EXERCISE DATA Start Marker

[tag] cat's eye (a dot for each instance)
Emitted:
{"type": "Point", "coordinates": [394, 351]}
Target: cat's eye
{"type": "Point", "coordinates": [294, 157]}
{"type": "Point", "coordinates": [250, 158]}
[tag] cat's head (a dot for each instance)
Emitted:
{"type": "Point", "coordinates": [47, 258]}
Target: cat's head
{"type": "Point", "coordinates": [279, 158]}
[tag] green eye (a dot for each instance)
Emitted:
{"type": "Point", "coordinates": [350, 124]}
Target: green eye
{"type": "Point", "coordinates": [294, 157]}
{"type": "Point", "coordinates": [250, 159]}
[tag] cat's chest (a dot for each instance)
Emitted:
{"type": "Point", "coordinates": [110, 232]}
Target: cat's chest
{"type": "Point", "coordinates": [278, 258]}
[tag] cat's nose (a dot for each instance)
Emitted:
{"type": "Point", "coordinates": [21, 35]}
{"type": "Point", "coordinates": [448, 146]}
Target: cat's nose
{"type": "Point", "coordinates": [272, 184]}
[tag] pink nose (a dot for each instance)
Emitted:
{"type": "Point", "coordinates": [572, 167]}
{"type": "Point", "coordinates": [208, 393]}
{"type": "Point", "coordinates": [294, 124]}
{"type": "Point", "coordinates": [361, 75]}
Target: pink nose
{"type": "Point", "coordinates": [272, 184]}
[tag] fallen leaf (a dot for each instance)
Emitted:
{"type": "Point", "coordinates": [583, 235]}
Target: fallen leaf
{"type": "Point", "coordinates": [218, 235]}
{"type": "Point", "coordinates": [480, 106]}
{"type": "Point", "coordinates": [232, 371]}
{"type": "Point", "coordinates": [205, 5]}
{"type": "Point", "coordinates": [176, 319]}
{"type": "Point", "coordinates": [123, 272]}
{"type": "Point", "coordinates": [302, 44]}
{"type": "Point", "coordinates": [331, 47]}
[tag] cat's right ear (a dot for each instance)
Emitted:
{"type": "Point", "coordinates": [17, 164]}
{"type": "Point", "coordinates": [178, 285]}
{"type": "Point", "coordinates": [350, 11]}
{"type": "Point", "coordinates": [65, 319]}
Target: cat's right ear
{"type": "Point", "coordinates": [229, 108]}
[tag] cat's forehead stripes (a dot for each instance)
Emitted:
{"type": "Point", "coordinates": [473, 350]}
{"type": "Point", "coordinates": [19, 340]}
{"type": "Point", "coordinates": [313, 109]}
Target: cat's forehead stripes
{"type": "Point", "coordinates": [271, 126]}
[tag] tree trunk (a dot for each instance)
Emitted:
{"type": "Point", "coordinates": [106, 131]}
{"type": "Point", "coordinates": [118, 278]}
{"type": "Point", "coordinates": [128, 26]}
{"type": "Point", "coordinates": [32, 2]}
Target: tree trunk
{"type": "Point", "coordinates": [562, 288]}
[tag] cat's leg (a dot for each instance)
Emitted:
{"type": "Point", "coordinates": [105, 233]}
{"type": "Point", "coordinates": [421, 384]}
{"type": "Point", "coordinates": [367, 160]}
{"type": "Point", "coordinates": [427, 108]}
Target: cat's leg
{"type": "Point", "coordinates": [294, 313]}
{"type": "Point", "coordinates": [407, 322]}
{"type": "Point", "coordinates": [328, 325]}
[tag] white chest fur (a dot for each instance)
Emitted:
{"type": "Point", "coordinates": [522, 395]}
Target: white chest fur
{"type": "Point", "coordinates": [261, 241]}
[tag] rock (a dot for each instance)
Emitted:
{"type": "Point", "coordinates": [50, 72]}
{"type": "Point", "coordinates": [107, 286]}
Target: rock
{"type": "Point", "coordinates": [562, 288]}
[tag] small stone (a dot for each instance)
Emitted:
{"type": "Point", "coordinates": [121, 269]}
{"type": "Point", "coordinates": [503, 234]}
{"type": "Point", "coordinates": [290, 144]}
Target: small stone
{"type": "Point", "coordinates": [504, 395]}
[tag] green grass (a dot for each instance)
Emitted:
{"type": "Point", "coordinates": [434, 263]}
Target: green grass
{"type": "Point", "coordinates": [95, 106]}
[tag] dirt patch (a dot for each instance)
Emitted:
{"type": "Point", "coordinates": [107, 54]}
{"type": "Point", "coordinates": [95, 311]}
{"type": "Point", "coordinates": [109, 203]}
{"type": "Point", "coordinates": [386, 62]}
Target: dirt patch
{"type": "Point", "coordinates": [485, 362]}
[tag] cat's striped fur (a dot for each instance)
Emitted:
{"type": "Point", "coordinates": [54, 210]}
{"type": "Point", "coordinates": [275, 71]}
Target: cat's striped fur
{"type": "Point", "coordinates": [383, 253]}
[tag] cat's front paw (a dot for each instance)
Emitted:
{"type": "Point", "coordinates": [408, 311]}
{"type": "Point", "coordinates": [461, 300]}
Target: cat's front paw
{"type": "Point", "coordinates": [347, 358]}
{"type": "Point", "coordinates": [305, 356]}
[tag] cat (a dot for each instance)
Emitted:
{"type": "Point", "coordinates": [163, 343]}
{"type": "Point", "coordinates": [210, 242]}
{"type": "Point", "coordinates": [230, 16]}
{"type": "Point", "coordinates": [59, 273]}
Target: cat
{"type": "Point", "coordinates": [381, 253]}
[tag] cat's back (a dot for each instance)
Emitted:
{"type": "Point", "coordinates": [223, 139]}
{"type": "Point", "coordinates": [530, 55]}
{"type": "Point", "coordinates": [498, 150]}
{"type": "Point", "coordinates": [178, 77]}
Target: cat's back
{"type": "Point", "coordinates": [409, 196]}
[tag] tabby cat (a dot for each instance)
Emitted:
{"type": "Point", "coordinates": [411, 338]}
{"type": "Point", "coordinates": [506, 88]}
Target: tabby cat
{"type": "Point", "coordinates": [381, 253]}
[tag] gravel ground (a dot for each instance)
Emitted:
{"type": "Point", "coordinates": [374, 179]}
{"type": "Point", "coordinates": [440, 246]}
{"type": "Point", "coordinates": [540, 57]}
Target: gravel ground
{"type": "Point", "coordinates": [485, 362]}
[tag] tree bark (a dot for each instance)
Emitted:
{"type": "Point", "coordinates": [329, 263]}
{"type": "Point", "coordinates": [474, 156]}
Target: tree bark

EXERCISE DATA End Marker

EXERCISE PROMPT =
In full and without edits, repeat the listing above.

WRITTEN SOLUTION =
[tag] cat's eye (a dot for each instance)
Emitted:
{"type": "Point", "coordinates": [394, 351]}
Target: cat's eye
{"type": "Point", "coordinates": [294, 157]}
{"type": "Point", "coordinates": [250, 158]}
[tag] cat's head (a dot for each instance)
Emitted:
{"type": "Point", "coordinates": [47, 258]}
Target: cat's head
{"type": "Point", "coordinates": [279, 158]}
[tag] green eye (a dot for each instance)
Emitted:
{"type": "Point", "coordinates": [350, 124]}
Target: green eye
{"type": "Point", "coordinates": [294, 157]}
{"type": "Point", "coordinates": [250, 159]}
[tag] cat's chest (a dot for each instance)
Emitted:
{"type": "Point", "coordinates": [110, 232]}
Target: cat's chest
{"type": "Point", "coordinates": [278, 258]}
[tag] cat's nose (a dot for each instance)
Emitted:
{"type": "Point", "coordinates": [21, 35]}
{"type": "Point", "coordinates": [448, 146]}
Target: cat's nose
{"type": "Point", "coordinates": [272, 184]}
[tag] pink nose (a dot for each instance)
Emitted:
{"type": "Point", "coordinates": [572, 167]}
{"type": "Point", "coordinates": [208, 393]}
{"type": "Point", "coordinates": [294, 124]}
{"type": "Point", "coordinates": [361, 75]}
Target: pink nose
{"type": "Point", "coordinates": [272, 184]}
[tag] fallen leaf (a dot for each instance)
Emitted:
{"type": "Point", "coordinates": [583, 235]}
Target: fallen leaf
{"type": "Point", "coordinates": [218, 235]}
{"type": "Point", "coordinates": [480, 106]}
{"type": "Point", "coordinates": [232, 371]}
{"type": "Point", "coordinates": [205, 5]}
{"type": "Point", "coordinates": [176, 319]}
{"type": "Point", "coordinates": [123, 272]}
{"type": "Point", "coordinates": [302, 44]}
{"type": "Point", "coordinates": [331, 47]}
[tag] cat's right ear (a dot for each instance)
Emitted:
{"type": "Point", "coordinates": [17, 164]}
{"type": "Point", "coordinates": [178, 285]}
{"type": "Point", "coordinates": [350, 11]}
{"type": "Point", "coordinates": [65, 319]}
Target: cat's right ear
{"type": "Point", "coordinates": [229, 108]}
[tag] cat's forehead stripes (a dot for each instance)
Emitted:
{"type": "Point", "coordinates": [473, 350]}
{"type": "Point", "coordinates": [19, 340]}
{"type": "Point", "coordinates": [313, 109]}
Target: cat's forehead stripes
{"type": "Point", "coordinates": [271, 126]}
[tag] tree trunk (a dot for each instance)
Emitted:
{"type": "Point", "coordinates": [106, 131]}
{"type": "Point", "coordinates": [118, 278]}
{"type": "Point", "coordinates": [128, 26]}
{"type": "Point", "coordinates": [32, 2]}
Target: tree trunk
{"type": "Point", "coordinates": [562, 288]}
[tag] cat's leg (a dot for each instance)
Emitted:
{"type": "Point", "coordinates": [105, 233]}
{"type": "Point", "coordinates": [421, 384]}
{"type": "Point", "coordinates": [367, 160]}
{"type": "Point", "coordinates": [427, 108]}
Target: cat's leg
{"type": "Point", "coordinates": [294, 313]}
{"type": "Point", "coordinates": [407, 322]}
{"type": "Point", "coordinates": [328, 325]}
[tag] white chest fur (a dot for each instance)
Emitted:
{"type": "Point", "coordinates": [522, 395]}
Target: white chest fur
{"type": "Point", "coordinates": [261, 241]}
[tag] rock (a dot for each instance)
Emitted:
{"type": "Point", "coordinates": [50, 72]}
{"type": "Point", "coordinates": [107, 286]}
Target: rock
{"type": "Point", "coordinates": [562, 288]}
[tag] small stone (a dot for each instance)
Emitted:
{"type": "Point", "coordinates": [121, 269]}
{"type": "Point", "coordinates": [503, 234]}
{"type": "Point", "coordinates": [290, 144]}
Target: small stone
{"type": "Point", "coordinates": [504, 395]}
[tag] green grass (a dot for each instance)
Emitted:
{"type": "Point", "coordinates": [434, 263]}
Target: green grass
{"type": "Point", "coordinates": [95, 106]}
[tag] dirt patch (a dot for each instance)
Emitted:
{"type": "Point", "coordinates": [107, 54]}
{"type": "Point", "coordinates": [95, 311]}
{"type": "Point", "coordinates": [109, 203]}
{"type": "Point", "coordinates": [386, 62]}
Target: dirt patch
{"type": "Point", "coordinates": [485, 362]}
[tag] cat's striped fur (a dot for each instance)
Emitted:
{"type": "Point", "coordinates": [54, 210]}
{"type": "Point", "coordinates": [275, 71]}
Target: cat's striped fur
{"type": "Point", "coordinates": [383, 253]}
[tag] cat's front paw (a dot for each instance)
Emitted:
{"type": "Point", "coordinates": [408, 311]}
{"type": "Point", "coordinates": [461, 300]}
Target: cat's front paw
{"type": "Point", "coordinates": [347, 358]}
{"type": "Point", "coordinates": [305, 356]}
[tag] cat (a dot for each instance)
Emitted:
{"type": "Point", "coordinates": [163, 343]}
{"type": "Point", "coordinates": [210, 242]}
{"type": "Point", "coordinates": [230, 16]}
{"type": "Point", "coordinates": [59, 273]}
Target: cat
{"type": "Point", "coordinates": [381, 253]}
[tag] cat's back (a dot for each instance)
Emitted:
{"type": "Point", "coordinates": [223, 139]}
{"type": "Point", "coordinates": [530, 55]}
{"type": "Point", "coordinates": [498, 150]}
{"type": "Point", "coordinates": [178, 77]}
Target: cat's back
{"type": "Point", "coordinates": [409, 196]}
[tag] tabby cat (a dot for each instance)
Emitted:
{"type": "Point", "coordinates": [411, 338]}
{"type": "Point", "coordinates": [506, 88]}
Target: tabby cat
{"type": "Point", "coordinates": [381, 253]}
[tag] gravel ground (a dot for each instance)
Emitted:
{"type": "Point", "coordinates": [374, 179]}
{"type": "Point", "coordinates": [440, 246]}
{"type": "Point", "coordinates": [540, 57]}
Target: gravel ground
{"type": "Point", "coordinates": [485, 362]}
[tag] tree bark (a dot for each instance)
Emitted:
{"type": "Point", "coordinates": [329, 263]}
{"type": "Point", "coordinates": [474, 156]}
Target: tree bark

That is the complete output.